▶ _SELECTED PASSAGE_
-----
In college, I spent hours among the earth-toned desks and warm yellow lights, wafting in the musky, alluring scent of old books. As an odd midwestern kid who grew up with more books as friends than friends themselves, college was an invitation to realizing my dreams and the sense of belonging I never had.
My small, Christian liberal arts college offered safe harbor for my eager love of learning. Instead of creating distance, books connected me to others. As a homesick freshman, I had found my first friend over coffee and the realization we both loved John Donne. The following year I spent hours with other enthusiastic nerds in the wooden booths of the cafeteria after theology lectures musing the mysteries of God’s simultaneous transcendence and immanence, the syrupy cafeteria coffee almost pleasant in the presence of such good company. By my junior year, I was a resident assistant, charged with being a spiritual and emotional support for a group of nearly thirty college women. For the first time in my life I began to feel like I almost belonged.
But midway through junior year, my health failed. I woke up one day unable to grasp a pen, my hands coiled into fists of pain and immobility. Within days, I could barely walk.
The body that had effortlessly carried me through the winding, steep paths of my mountainous college campus could now barely hold itself up in bed. The limbs that climbed limestone cliffs between classes now struggled to walk fourteen steps to the bathroom.
-----
▶ _LISTED RECORDS_
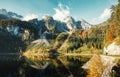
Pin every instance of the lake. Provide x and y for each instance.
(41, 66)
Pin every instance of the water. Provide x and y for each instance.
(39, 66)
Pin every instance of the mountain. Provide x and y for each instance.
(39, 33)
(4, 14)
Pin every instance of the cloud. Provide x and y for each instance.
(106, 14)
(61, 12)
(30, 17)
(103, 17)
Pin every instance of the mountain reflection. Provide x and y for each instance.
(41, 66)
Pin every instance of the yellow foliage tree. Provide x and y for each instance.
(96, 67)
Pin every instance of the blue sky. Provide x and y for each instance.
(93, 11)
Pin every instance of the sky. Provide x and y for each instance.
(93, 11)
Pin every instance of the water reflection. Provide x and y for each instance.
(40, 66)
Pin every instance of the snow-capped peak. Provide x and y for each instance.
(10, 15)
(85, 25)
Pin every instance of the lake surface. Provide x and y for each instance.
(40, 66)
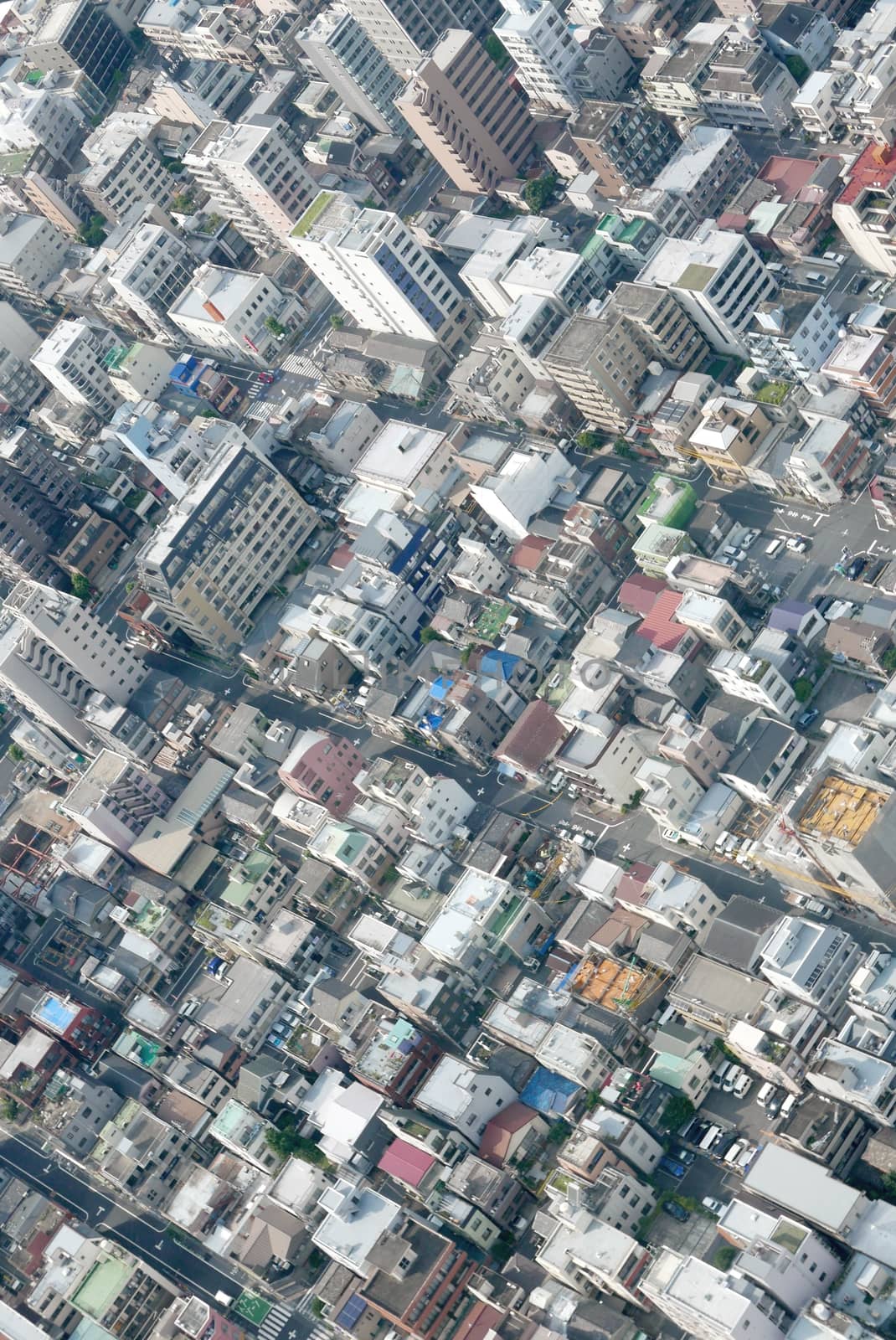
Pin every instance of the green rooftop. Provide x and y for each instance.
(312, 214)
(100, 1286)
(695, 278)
-----
▶ _DESCRIPTION OF THE TASK_
In the passage about college life, change "freshman" to "first-year student" and give the part again, beginning at the words "My small, Christian" and stopping after "I almost belonged.".

▶ _COMPLETED EXERCISE_
My small, Christian liberal arts college offered safe harbor for my eager love of learning. Instead of creating distance, books connected me to others. As a homesick first-year student, I had found my first friend over coffee and the realization we both loved John Donne. The following year I spent hours with other enthusiastic nerds in the wooden booths of the cafeteria after theology lectures musing the mysteries of God’s simultaneous transcendence and immanence, the syrupy cafeteria coffee almost pleasant in the presence of such good company. By my junior year, I was a resident assistant, charged with being a spiritual and emotional support for a group of nearly thirty college women. For the first time in my life I began to feel like I almost belonged.